Spy Inc. Reports Financial Results for the Three Months and Year Ended December 31, 2011


CARLSBAD, CA--(Marketwire - Mar 20, 2012) - SPY Inc. (OTCBB: XSPY) today announced financial results for the three months and year ended December 31, 2011.

Net sales were $8.5 million and $33.4 million for the three months and the year ended December 31, 2011, respectively, representing an increase of 11% and 10%, respectively, on a "pro forma" basis when compared to the three months and the year ended December 31, 2010. As more fully discussed below, the "pro forma" numbers for the 2010 periods referred to in this press release exclude the net sales from LEM, S.r.l. ("LEM"), our former wholly-owned manufacturing Italian subsidiary that we sold effective December 31, 2010. We believe excluding such net sales provides a more useful comparison for evaluating our 2011 financial performance.

"We are very pleased with the growth SPY generated in 2011, particularly having more than overcome the significant sales decline the Company experienced in the first quarter of 2011. Our fourth quarter sales growth was also gratifying in that this quarter is usually seasonally weak, and it followed particularly strong third quarter growth, which was driven by burgeoning snow goggle sales," said Michael Marckx, President and CEO. "Our team's renewed focus and singular attention on our core SPY® brand continues to give us added traction."

"During the last three quarters of 2011 we took actions we believe will allow us to be better positioned for continued future growth, including:

  • hiring a new management team and restructuring a number of critical organizational functions;
  • empowering existing team members to drive key initiatives unencumbered;
  • significantly increasing investments in sales and marketing related to our core SPY® brand;
  • reducing inventory levels to improve our working capital management achieved by lower margin product sales through closeout channels and by reducing the level of our inventory purchases;
  • deciding to cease making further purchases of our licensed brands in order to focus solely on our core SPY® brand;
  • introducing a number of new products, including the design and release of a number of new sunglass and goggle styles, and establishing the new prescription frame and performance sport sunglass product lines; and
  • increasing amounts available under borrowing facilities," Mr. Marckx concluded.

Records from a collection
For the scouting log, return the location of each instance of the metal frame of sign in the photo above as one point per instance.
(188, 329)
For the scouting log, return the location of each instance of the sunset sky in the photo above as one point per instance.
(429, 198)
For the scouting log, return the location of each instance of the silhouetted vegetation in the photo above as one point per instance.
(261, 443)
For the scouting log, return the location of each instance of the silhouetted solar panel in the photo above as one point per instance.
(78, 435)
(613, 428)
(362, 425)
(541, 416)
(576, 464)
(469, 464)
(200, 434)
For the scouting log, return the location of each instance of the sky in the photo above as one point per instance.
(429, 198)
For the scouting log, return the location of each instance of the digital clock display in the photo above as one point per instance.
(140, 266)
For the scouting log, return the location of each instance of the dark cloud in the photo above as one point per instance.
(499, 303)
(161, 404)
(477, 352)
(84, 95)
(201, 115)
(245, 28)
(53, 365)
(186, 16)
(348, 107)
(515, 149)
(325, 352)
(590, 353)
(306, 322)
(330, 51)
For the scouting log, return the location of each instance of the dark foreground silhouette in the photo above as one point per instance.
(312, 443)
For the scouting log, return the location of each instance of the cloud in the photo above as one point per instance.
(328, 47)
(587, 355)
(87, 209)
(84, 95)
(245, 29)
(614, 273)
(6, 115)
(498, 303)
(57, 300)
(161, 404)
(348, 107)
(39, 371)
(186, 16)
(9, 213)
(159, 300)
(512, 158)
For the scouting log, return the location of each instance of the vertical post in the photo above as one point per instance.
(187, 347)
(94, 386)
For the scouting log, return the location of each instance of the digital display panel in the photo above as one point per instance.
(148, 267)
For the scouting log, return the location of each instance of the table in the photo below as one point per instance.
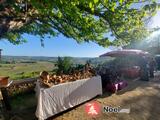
(61, 97)
(4, 92)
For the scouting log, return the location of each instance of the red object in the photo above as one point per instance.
(113, 87)
(122, 84)
(93, 109)
(4, 80)
(125, 52)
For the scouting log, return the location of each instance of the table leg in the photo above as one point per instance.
(6, 98)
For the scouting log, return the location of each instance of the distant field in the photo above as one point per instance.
(25, 70)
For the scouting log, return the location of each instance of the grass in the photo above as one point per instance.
(24, 70)
(23, 101)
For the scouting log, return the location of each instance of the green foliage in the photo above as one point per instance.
(83, 20)
(64, 65)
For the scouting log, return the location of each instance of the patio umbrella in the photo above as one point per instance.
(126, 52)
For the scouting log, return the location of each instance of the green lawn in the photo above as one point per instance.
(24, 70)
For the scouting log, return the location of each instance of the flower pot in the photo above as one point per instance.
(4, 80)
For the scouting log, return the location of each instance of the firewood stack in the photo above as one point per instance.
(49, 80)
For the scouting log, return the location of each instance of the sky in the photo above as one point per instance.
(58, 46)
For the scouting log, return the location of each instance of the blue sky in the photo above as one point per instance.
(58, 46)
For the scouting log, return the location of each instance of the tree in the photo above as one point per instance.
(83, 20)
(64, 65)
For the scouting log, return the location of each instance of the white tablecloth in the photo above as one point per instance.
(63, 96)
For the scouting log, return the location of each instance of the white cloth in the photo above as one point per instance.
(64, 96)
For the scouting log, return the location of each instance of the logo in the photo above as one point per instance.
(93, 109)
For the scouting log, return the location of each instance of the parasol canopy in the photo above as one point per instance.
(125, 52)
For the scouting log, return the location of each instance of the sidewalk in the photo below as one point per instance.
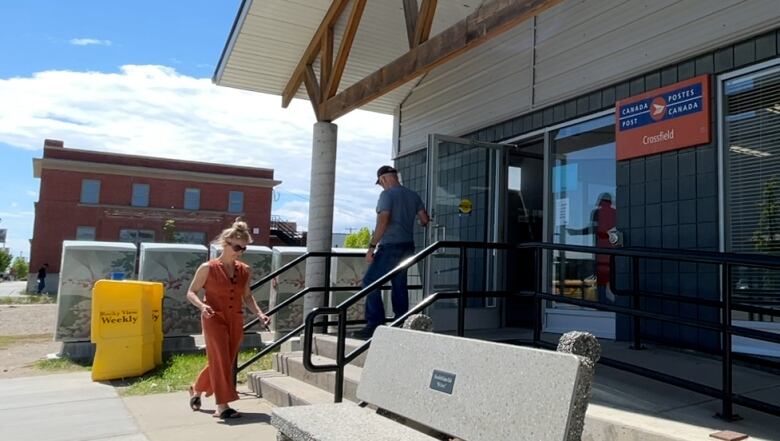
(70, 407)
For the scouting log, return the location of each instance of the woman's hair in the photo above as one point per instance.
(239, 230)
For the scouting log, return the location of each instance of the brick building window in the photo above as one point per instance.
(196, 237)
(236, 202)
(90, 191)
(192, 199)
(136, 236)
(85, 233)
(140, 195)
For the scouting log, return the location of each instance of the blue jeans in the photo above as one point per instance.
(386, 258)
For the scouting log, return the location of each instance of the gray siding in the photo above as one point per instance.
(580, 46)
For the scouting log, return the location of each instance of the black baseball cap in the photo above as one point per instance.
(383, 170)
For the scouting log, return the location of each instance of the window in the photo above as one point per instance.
(751, 153)
(196, 237)
(140, 195)
(192, 199)
(136, 236)
(90, 191)
(85, 233)
(236, 202)
(583, 191)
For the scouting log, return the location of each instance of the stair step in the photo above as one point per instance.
(285, 391)
(291, 364)
(253, 380)
(325, 345)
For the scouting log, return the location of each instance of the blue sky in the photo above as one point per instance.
(134, 76)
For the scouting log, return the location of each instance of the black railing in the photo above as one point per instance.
(326, 289)
(726, 261)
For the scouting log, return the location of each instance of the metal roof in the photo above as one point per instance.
(270, 36)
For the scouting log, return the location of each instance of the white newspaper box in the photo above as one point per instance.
(84, 263)
(174, 266)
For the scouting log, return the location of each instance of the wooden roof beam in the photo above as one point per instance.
(484, 24)
(310, 54)
(410, 16)
(344, 48)
(425, 22)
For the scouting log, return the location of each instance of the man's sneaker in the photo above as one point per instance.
(363, 334)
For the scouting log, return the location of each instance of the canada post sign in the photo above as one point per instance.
(669, 118)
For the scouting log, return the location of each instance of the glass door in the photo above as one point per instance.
(583, 186)
(463, 201)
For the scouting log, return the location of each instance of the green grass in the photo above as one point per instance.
(179, 371)
(8, 340)
(28, 299)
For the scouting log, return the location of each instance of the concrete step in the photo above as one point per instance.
(325, 345)
(253, 380)
(291, 364)
(286, 391)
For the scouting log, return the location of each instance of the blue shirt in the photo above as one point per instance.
(403, 205)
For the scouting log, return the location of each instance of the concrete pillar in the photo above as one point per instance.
(322, 189)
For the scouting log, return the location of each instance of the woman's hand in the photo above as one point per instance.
(206, 311)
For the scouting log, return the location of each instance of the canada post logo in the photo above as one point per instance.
(669, 118)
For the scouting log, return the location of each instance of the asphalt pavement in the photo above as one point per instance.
(15, 288)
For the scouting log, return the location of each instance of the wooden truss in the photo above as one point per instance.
(425, 53)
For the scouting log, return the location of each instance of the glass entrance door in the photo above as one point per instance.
(463, 200)
(583, 188)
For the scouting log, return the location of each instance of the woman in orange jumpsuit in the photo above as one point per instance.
(226, 282)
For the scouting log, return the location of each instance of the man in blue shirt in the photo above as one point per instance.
(391, 243)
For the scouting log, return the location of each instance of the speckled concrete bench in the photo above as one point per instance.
(469, 389)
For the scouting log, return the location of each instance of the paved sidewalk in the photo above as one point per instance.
(167, 417)
(71, 407)
(64, 407)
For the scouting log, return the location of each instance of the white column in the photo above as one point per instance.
(322, 189)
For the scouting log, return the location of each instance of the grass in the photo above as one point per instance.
(179, 371)
(8, 340)
(28, 299)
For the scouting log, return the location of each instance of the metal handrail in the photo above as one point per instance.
(727, 330)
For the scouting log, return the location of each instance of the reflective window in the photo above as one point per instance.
(196, 237)
(90, 191)
(751, 142)
(236, 202)
(136, 236)
(192, 199)
(85, 233)
(583, 193)
(140, 195)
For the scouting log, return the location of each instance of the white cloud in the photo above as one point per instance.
(89, 42)
(155, 111)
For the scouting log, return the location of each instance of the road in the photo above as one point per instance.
(12, 288)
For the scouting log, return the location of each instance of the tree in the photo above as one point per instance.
(20, 268)
(169, 230)
(5, 260)
(359, 239)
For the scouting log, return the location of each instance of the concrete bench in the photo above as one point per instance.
(469, 389)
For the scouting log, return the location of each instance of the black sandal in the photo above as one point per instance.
(229, 413)
(194, 400)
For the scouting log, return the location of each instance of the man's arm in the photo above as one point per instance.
(424, 218)
(382, 221)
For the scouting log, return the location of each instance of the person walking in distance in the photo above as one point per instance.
(226, 284)
(42, 277)
(391, 243)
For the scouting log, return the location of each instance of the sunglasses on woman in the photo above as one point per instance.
(237, 248)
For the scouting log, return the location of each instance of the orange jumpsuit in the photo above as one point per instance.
(223, 332)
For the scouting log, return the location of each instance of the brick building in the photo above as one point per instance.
(87, 195)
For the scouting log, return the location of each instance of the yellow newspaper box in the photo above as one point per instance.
(128, 339)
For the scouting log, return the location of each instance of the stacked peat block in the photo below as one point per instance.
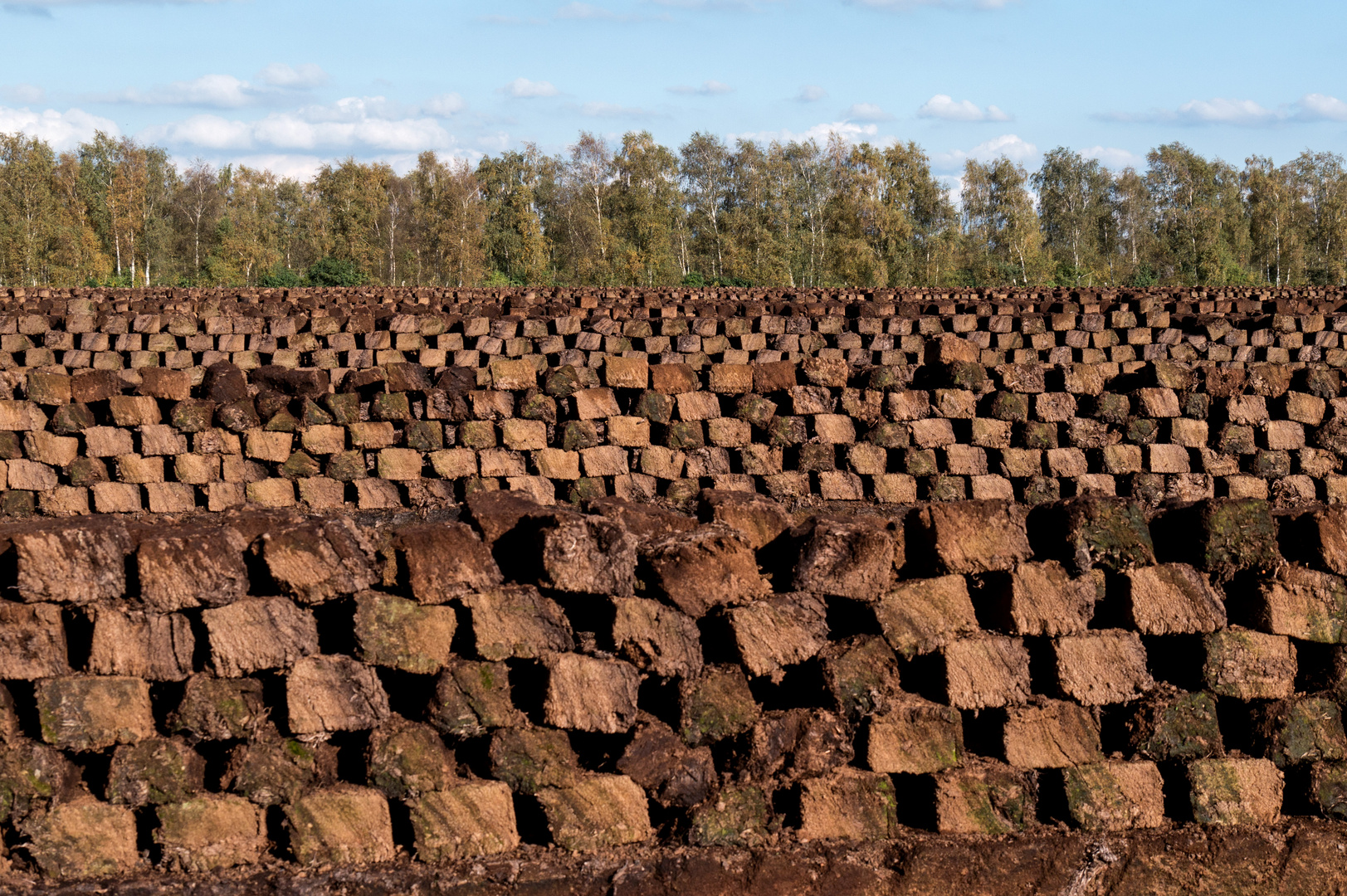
(173, 401)
(276, 686)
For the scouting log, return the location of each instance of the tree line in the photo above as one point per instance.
(776, 215)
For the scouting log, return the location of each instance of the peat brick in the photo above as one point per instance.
(715, 705)
(1109, 533)
(1331, 527)
(985, 796)
(775, 632)
(178, 573)
(274, 771)
(986, 671)
(209, 833)
(256, 634)
(644, 522)
(408, 759)
(445, 561)
(532, 759)
(915, 738)
(32, 775)
(702, 569)
(590, 694)
(464, 821)
(1237, 533)
(1308, 729)
(977, 537)
(860, 674)
(32, 641)
(76, 565)
(84, 838)
(1168, 723)
(402, 634)
(90, 713)
(220, 709)
(1040, 598)
(920, 616)
(671, 772)
(1249, 665)
(516, 621)
(1050, 734)
(739, 816)
(155, 771)
(793, 744)
(598, 811)
(1172, 598)
(333, 694)
(320, 561)
(847, 559)
(341, 825)
(1102, 667)
(471, 699)
(588, 555)
(158, 648)
(850, 805)
(1115, 796)
(1304, 604)
(757, 518)
(1236, 791)
(656, 637)
(495, 514)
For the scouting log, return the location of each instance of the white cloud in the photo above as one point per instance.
(62, 129)
(1115, 158)
(371, 123)
(283, 164)
(590, 11)
(26, 93)
(1225, 112)
(225, 90)
(1310, 108)
(944, 107)
(707, 90)
(445, 105)
(525, 90)
(718, 6)
(612, 110)
(279, 75)
(1007, 144)
(866, 112)
(901, 6)
(849, 131)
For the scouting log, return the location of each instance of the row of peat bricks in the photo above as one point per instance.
(220, 690)
(171, 406)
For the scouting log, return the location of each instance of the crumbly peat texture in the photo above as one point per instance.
(672, 592)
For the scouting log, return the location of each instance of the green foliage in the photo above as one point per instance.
(330, 271)
(639, 213)
(1145, 276)
(282, 276)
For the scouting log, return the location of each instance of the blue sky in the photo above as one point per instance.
(293, 84)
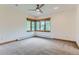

Written tasks:
1. Rewrite the paragraph of the SPY press release that begins "Net sales were $8.5 million" as a short bulleted list, keeping its main facts.
2. Answer these questions from the SPY press release, one line per answer, marked (a), (b), (c):
(a) Under what symbol and on which market is SPY Inc. listed?
(b) Who is the President and CEO of the company?
(c) What drove the company's strong third quarter growth?
3. Continue the SPY press release with one or two paragraphs, starting after Mr. Marckx's closing statement.

Written responses:
1.
- Net sales: $8.5 million for the three months and $33.4 million for the year ended December 31, 2011.
- On a "pro forma" basis, these figures are increases of 11% and 10% over the same periods of 2010.
- The "pro forma" 2010 figures leave out net sales from LEM, S.r.l., the company's former wholly-owned Italian manufacturing subsidiary, which was sold effective December 31, 2010.
- The company believes leaving out those sales gives a more useful comparison for judging its 2011 performance.

2.
(a) XSPY, on the OTCBB.
(b) Michael Marckx.
(c) Burgeoning snow goggle sales.

3.
Net sales increased by $0.8 million on a "pro-forma" basis, or 11%, to $8.5 million for the three months ended December 31, 2011, compared to $7.7 million on a "pro forma" basis for the three months ended December 31, 2010, as described below. Sales of SPY® brand products were $8.0 million for the 2011 period, an increase of $0.7 million over the 2010 period, of which increase $0.3 million were from closeout sales. Sales of our licensed brands, substantially all of which were from closeout sales, were $0.5 million for the 2011 period, an increase of $0.1 million over the 2010 period. Net sales for the three months ended December 31, 2010, including the net sales from LEM, were $9.0 million.

Net sales increased by $3.0 million on a "pro-forma" basis, or 10%, to $33.4 million for the year ended December 31, 2011, compared to $30.3 million on a "pro forma" basis for the year ended December 31, 2010, as described below. Sales of SPY® products brand were $31.1 million for the 2011 period, an increase of $1.8 million over the 2010 period, of which increase $1.1 million were from closeout sales. Sales of our licensed brands, substantially all of which were from closeout sales, were $2.2 million for the 2011 period, an increase of $1.2 million over the 2010 period. Net sales for the year ended December 31, 2010, including the net sales from LEM, were reported as $35.0 million.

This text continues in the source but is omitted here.